The email newsletter version of this post “Are Medical Billing and Life Extension Efforts Part of Digital Health?” is viewable here.
While we typically don’t think of medical billing as being a part of digital health, it is in fact mostly conducted using computers and is an integral part of the current U.S. healthcare system, ergo it’s digital health. And when it goes one step further, and actually empowers patients and providers to make vital healthcare decisions at the point of care, it’s even more significant in digital health terms. Backed by $25 million in funding, medical billing startup Eligible—founded by group member Katelyn Gleason—was featured in TechCrunch this past week.
Can billions of dollars’ worth of high-tech research succeed in making death optional? That’s the question reporter Tad Friend asks in his New Yorker piece, “Silicon Valley’s Quest to Live Forever“. With genomics playing a big role in efforts like the National Academy of Medicine’s $25 million Aging & Longevity Grand Challenge, many life extension initiatives do fall within the realm of digital health. But as I’m often compelled to do, I disabuse people from the notion that life extension is a major goal of digital health. It’s certainly a potential outcome, but I feel it’s more important to focus on healthy living, quality of life, and improving healthcare as the main objectives of digital health.
Trials have shown that artificial intelligence (AI) systems can outperform human medical experts in certain types of diagnosis. Writing in The New Yorker, Siddhartha Mukherjee takes an in-depth look at the state of the art: “The Algorithm Will See You Now”. On a related note, you may recall Vinod Khosla’s comments that “It is inevitable that, in the future, the majority of physicians’ diagnostic, prescription and monitoring, which over time may approach 80-percent of total doctors’/internists’ time spent on medicine, will be replaced by smart hardware, software, and testing.”
We’ve all heard the stories of people resorting to crowdfunding to pay their medical bills in the United States. Writing in JAMA, Harvard’s Michael J. Young, MD, and Ethan Scheinberg, JD take a look at the promise and ethical perils of crowdfunding in healthcare. As they state, “GoFundMe’s most successful campaign to date has raised more than $2 million through more than 37,000 donations slated to help a young girl with a rare neurological disease. Owing in part to virtually no regulatory reporting standards for crowdfunding portals, robust data on the frequency and scope of medical crowdfunding are limited.”
Three well known digital health app makers—Cardiio, Runtastic, and Matis—have reached a total of $30,000 in settlements with the New York Attorney General’s office, thereby resolving allegations they used misleading claims and engaged in irresponsible privacy practices.
And finally, a little bit of cuteness overload for you: “Rayna meets a robot” is a short and adorable video. I’ll spare you the cliché about this showing our dystopian future at work.

**DATA EXTRACTS**
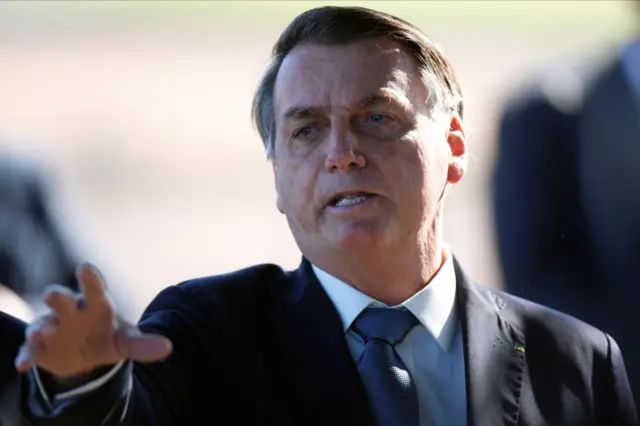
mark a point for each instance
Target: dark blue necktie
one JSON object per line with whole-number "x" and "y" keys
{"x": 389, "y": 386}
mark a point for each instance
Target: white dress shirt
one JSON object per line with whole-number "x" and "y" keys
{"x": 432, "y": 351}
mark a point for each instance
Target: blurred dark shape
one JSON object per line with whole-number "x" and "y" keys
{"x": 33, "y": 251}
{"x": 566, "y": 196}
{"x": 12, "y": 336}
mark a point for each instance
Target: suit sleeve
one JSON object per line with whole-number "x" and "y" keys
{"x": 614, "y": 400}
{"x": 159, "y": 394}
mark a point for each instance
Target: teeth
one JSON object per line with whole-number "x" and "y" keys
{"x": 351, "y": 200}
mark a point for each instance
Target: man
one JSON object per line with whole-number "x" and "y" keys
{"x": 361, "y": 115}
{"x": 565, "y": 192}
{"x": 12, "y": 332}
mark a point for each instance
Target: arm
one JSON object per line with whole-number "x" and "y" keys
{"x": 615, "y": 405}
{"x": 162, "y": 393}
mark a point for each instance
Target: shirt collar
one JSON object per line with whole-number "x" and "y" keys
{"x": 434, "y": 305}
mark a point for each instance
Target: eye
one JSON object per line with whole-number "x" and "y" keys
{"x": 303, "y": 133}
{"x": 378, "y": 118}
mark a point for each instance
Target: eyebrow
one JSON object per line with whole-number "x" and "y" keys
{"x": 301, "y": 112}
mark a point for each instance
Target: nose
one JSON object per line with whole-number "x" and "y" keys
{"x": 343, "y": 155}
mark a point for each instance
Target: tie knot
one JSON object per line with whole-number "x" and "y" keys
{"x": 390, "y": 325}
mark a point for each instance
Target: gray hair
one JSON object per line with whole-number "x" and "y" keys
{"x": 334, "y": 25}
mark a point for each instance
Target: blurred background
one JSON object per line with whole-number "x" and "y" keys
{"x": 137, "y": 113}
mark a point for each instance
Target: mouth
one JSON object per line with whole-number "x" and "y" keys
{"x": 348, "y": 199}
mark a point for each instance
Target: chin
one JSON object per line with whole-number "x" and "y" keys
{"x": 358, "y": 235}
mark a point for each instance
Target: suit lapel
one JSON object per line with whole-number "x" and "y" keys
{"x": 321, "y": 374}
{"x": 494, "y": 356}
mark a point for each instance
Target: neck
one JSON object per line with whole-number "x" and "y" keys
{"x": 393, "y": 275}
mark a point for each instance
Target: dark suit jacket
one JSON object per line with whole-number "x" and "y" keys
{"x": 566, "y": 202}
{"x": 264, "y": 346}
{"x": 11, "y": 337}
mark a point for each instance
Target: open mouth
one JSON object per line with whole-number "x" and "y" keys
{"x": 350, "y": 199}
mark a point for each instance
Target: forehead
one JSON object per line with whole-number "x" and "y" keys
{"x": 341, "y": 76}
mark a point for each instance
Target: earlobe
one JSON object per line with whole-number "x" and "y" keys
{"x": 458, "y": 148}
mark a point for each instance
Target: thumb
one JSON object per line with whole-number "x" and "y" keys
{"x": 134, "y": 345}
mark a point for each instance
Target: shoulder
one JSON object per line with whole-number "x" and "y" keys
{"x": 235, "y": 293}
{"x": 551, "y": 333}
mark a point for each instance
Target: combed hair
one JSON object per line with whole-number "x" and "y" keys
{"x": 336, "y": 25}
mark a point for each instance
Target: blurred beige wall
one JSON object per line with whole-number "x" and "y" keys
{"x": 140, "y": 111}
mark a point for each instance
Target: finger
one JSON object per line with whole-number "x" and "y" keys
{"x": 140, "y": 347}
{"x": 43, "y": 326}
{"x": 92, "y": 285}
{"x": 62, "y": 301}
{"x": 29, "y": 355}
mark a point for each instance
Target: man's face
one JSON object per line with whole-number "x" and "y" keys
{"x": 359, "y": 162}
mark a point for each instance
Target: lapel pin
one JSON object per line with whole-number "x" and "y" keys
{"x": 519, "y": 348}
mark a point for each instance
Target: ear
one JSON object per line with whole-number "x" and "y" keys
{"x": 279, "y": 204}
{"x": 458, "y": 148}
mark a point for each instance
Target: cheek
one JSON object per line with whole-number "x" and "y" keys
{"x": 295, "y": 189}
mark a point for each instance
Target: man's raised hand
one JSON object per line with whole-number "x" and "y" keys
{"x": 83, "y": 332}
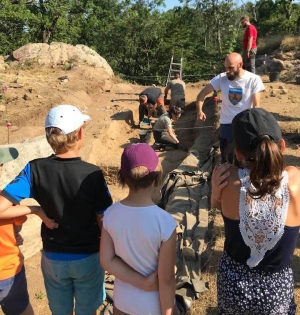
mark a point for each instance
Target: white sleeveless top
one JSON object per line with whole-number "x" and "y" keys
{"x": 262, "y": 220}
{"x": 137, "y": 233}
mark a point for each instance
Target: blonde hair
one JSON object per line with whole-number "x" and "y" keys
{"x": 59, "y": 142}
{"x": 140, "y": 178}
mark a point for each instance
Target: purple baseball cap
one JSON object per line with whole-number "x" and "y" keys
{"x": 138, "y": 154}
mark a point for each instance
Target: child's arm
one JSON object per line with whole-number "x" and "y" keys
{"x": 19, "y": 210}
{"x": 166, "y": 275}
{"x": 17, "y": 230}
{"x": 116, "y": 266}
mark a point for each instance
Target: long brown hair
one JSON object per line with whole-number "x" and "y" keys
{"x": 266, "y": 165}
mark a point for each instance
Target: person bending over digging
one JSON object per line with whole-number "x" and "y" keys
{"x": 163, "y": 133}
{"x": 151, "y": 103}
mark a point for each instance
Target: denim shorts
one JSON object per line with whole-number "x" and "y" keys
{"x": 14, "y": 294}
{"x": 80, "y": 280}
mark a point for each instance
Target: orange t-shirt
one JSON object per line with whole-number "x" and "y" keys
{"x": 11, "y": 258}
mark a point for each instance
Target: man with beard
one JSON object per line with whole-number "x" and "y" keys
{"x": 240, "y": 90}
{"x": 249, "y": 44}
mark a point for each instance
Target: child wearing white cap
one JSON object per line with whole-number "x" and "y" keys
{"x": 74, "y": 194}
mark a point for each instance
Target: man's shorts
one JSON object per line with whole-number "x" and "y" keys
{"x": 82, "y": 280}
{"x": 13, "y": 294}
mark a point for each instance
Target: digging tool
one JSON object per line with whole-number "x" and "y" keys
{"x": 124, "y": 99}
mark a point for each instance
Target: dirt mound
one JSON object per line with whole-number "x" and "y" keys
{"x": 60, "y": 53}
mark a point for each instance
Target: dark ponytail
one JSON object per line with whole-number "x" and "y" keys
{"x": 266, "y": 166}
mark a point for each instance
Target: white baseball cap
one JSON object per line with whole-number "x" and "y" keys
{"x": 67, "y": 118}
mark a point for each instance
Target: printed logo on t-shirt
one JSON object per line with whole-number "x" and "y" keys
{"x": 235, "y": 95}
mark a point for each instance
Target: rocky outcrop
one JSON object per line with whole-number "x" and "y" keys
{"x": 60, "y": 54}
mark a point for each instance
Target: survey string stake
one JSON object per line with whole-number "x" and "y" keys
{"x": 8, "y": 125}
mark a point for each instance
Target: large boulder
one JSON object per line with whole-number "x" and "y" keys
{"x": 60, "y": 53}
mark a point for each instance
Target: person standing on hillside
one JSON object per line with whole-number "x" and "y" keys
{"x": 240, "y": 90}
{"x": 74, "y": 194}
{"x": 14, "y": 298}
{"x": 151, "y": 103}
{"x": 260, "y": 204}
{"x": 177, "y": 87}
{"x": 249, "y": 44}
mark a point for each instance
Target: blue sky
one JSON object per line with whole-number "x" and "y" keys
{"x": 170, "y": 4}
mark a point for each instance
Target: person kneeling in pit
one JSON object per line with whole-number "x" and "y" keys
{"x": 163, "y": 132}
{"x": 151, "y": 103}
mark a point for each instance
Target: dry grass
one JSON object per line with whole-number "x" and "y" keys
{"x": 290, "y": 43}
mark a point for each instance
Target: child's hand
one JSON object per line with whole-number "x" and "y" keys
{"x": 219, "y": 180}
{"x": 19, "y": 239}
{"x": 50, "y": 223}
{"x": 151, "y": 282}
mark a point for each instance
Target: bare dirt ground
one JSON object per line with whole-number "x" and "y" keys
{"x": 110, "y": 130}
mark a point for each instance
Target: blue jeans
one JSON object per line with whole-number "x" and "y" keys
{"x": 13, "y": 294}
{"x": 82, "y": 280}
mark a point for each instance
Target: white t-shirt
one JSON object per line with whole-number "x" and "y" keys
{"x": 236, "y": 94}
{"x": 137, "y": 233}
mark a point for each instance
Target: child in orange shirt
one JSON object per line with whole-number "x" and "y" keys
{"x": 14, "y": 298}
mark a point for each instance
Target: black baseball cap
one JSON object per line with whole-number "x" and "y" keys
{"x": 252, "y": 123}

**USING THE INFORMATION**
1. According to the digital health roundup, what total amount did the three app makers reach in settlements with the New York Attorney General's office?
2. From the digital health roundup, pull the passage starting with "Three well known" and going on through "irresponsible privacy practices.", copying it word for word.

**YOUR WRITTEN ANSWERS**
1. A total of $30,000.

2.
Three well known digital health app makers—Cardiio, Runtastic, and Matis—have reached a total of $30,000 in settlements with the New York Attorney General’s office, thereby resolving allegations they used misleading claims and engaged in irresponsible privacy practices.